PROBLEM:
Copy the records below without altering a single word.
——
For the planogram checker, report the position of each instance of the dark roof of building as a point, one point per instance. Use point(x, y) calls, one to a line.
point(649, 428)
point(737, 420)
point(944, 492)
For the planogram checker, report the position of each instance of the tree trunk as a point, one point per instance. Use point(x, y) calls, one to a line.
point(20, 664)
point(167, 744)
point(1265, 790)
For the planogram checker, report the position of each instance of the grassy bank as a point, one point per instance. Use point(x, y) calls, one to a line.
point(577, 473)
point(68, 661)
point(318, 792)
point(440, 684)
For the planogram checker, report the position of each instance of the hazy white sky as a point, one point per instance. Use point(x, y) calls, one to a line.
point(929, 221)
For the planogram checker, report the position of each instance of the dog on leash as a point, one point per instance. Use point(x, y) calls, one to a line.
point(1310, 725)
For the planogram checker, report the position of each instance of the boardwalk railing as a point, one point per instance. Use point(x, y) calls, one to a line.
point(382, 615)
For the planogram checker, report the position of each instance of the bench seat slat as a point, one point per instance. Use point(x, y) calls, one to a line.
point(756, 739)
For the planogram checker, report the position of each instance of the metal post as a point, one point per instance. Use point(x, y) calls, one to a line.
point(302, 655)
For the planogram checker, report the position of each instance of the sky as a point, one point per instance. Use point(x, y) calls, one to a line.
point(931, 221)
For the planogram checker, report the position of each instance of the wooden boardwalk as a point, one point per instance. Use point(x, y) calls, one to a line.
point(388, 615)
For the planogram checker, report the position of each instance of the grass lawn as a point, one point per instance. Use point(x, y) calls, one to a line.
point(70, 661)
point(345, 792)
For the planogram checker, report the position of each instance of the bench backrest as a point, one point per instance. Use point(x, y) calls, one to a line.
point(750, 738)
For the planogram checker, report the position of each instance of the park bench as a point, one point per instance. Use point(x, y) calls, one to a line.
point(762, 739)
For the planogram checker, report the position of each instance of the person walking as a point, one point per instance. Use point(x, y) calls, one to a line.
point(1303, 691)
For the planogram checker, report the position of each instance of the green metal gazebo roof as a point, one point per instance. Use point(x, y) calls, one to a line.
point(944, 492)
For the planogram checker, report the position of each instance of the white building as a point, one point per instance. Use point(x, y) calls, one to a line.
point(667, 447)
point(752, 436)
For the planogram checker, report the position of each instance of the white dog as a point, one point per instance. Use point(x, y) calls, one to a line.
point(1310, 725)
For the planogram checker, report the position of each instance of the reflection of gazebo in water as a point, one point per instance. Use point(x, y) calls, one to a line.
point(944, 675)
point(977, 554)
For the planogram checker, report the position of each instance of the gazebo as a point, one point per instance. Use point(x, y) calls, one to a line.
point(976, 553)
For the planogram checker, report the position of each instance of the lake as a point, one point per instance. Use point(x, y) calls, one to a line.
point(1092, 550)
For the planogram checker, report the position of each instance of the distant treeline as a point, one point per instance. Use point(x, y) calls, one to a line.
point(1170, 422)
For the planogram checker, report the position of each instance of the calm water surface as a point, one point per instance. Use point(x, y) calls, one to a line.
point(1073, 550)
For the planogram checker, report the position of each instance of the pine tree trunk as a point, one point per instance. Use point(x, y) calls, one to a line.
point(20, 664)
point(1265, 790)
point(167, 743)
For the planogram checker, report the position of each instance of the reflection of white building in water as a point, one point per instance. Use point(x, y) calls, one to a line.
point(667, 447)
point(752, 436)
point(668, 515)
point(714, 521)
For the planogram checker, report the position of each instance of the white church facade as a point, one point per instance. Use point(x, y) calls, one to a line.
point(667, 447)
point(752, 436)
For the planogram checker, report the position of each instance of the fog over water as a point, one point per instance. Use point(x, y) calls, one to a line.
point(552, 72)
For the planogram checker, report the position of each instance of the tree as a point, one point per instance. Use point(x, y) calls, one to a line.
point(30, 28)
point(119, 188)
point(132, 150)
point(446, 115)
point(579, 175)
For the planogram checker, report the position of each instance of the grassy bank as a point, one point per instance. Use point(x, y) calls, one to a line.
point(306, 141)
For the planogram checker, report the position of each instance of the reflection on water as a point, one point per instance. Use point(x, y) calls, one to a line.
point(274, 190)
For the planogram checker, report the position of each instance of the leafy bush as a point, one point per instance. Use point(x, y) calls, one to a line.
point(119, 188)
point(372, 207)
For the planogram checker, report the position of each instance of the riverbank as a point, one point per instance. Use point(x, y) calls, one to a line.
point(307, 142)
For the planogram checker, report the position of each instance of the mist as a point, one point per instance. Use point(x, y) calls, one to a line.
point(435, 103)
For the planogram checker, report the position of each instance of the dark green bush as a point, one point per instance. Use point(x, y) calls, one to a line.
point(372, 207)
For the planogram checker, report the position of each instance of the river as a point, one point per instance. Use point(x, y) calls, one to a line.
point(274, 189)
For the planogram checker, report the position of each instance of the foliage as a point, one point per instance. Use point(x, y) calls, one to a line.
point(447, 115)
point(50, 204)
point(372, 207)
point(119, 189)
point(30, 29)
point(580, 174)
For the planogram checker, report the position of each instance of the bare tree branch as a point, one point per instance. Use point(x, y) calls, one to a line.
——
EXERCISE OUTPUT:
For the planogram checker, report the position of each instance of the dark roof of building as a point, one point per instance. Use point(x, y) calls, one to a line.
point(649, 428)
point(737, 420)
point(944, 492)
For the planogram checker, report the position of each instance of the tree trunk as a point, one point per instance. Use point(x, y) calls, one to a line.
point(20, 664)
point(167, 744)
point(1265, 790)
For the planogram checker, report the position of each instance of the grassy bank as a point, one point per instance. Use point(x, y) calls, one to a line.
point(577, 473)
point(68, 661)
point(318, 792)
point(440, 684)
For the planogram checker, report the position of each instance of the hazy white sky as a point, one point per instance. Use point(x, y) calls, one to a line.
point(929, 221)
For the planogram checker, report the position of each instance of the dog on leash as a point, one point per instance. Use point(x, y) calls, one to a line.
point(1310, 725)
For the planogram checker, report the position of each instance of the boardwalk railing as a point, one point per instance. Use point(x, y) calls, one to a line.
point(382, 615)
For the planogram checker, report the position of each instance of the bench seat slat as a point, one point per instance. Use point(x, y) calls, one to a line.
point(756, 739)
For the planogram checker, report the position of each instance of the metal post as a point, one point per instance. Use point(x, y) calls, one to a line.
point(302, 655)
For the planogram checker, report the position of each instance of the sky as a point, one point per instance. Use point(x, y) calls, one to a line.
point(931, 221)
For the planogram checker, report the position of each instance of the wooden boardwalk as a point, one point per instance. Use point(x, y) calls, one to a line.
point(388, 615)
For the planogram checker, report the position of each instance of the grass lawn as a point, one point per instance. Use point(x, y) calls, one to a line.
point(70, 661)
point(345, 792)
For the planogram checker, report the position of each instance of the bench backrest as a point, one point per instance. Use point(x, y) calls, one to a line.
point(750, 738)
For the planogram checker, report the position of each instance of the park bench as a point, one point per instance. Use point(x, y) calls, one to a line.
point(762, 739)
For the planogram checker, report the position of each instance of the person walking as a point, one point per instance. Use point(x, y) calls, one to a line.
point(1303, 691)
For the planogram checker, report the position of each instance of the green metal gazebo roof as a point, one point per instance. Use point(x, y) calls, one to a line.
point(944, 492)
For the planogram checker, report the position of each instance of the white building as a point, one point per instance. Use point(x, y) calls, one to a line.
point(667, 447)
point(752, 436)
For the planogram checker, report the position of each instance of the white dog as a point, one point per instance. Use point(x, y) calls, one to a line.
point(1310, 725)
For the planogram checker, report the position of each instance of the reflection of gazebo in water as a point, one point per instance. Use point(x, y) calls, one to a line.
point(944, 675)
point(977, 554)
For the planogram checker, report the position of each instance of the gazebo as a point, one point per instance. Use point(x, y) calls, one to a line.
point(976, 553)
For the planogram checker, report the position of each instance of the lake as a point, one point per instance. Use point(x, y) calls, one to a line.
point(1092, 550)
For the planogram checker, report the position of each instance of the distant treeline as a point, one point per instance. Use point(x, y) calls, one to a line.
point(1170, 422)
For the planogram checker, report the position of each instance of the calm water surface as a point, one point per instance. Use point(x, y) calls, one to a line.
point(1073, 550)
For the planogram checker, report the position of each instance of the pine tree trunk as a point, one point per instance. Use point(x, y) calls, one to a line.
point(20, 664)
point(1265, 790)
point(167, 743)
For the planogram checker, report the position of each instance of the reflection of white building in water as a point, one point per instance. Use point(x, y) calls, one to a line.
point(667, 447)
point(752, 436)
point(668, 515)
point(714, 521)
For the planogram checker, report the position of each instance of the white church facade as a point, one point per instance. Use point(x, y) calls, one to a line.
point(667, 447)
point(752, 436)
For the planogram checker, report the position of each instance of the fog over water as a point, one point per instance. Use point(x, y) calls, one to a line.
point(552, 72)
For the planogram checker, report the position of each instance of the tree as a point, one point per instance. Use point(x, y) calls, one to a line.
point(30, 28)
point(119, 188)
point(132, 150)
point(446, 115)
point(579, 175)
For the planogram checker, report the position of each instance of the grassy bank as a point, one point per instance. Use point(x, y) calls, one to a line.
point(306, 141)
For the planogram checker, report the position of each instance of the reflection on water as a point, one point per instance. Use point(x, y) calls, one to a line.
point(274, 190)
For the planogram checker, report the position of each instance of the leafy bush as a point, one point per instance. Use point(x, y) calls, one to a line.
point(119, 188)
point(372, 207)
For the planogram checker, report the position of each instance of the riverbank as a point, one point per instance. Use point(x, y) calls, one to a line.
point(307, 142)
For the planogram checker, report the position of each instance of the mist as a point, one point per instance. Use point(x, y) calls, one to a line.
point(435, 103)
For the planogram checker, report the position of each instance of the dark green bush as a point, one point per instance. Use point(x, y) calls, one to a line.
point(372, 207)
For the planogram checker, report the position of each instance of the river as a point, one point per instance. Use point(x, y) calls, one to a line.
point(274, 189)
For the planogram checker, report the position of each instance of the foliage as a point, one point per instance. Use point(x, y) calls, one to a line.
point(447, 115)
point(50, 204)
point(372, 207)
point(119, 189)
point(30, 29)
point(580, 174)
For the planogram checker, report the position of each instance of the bare tree branch as a point, one point per instance. Use point(x, y) calls, one to a line.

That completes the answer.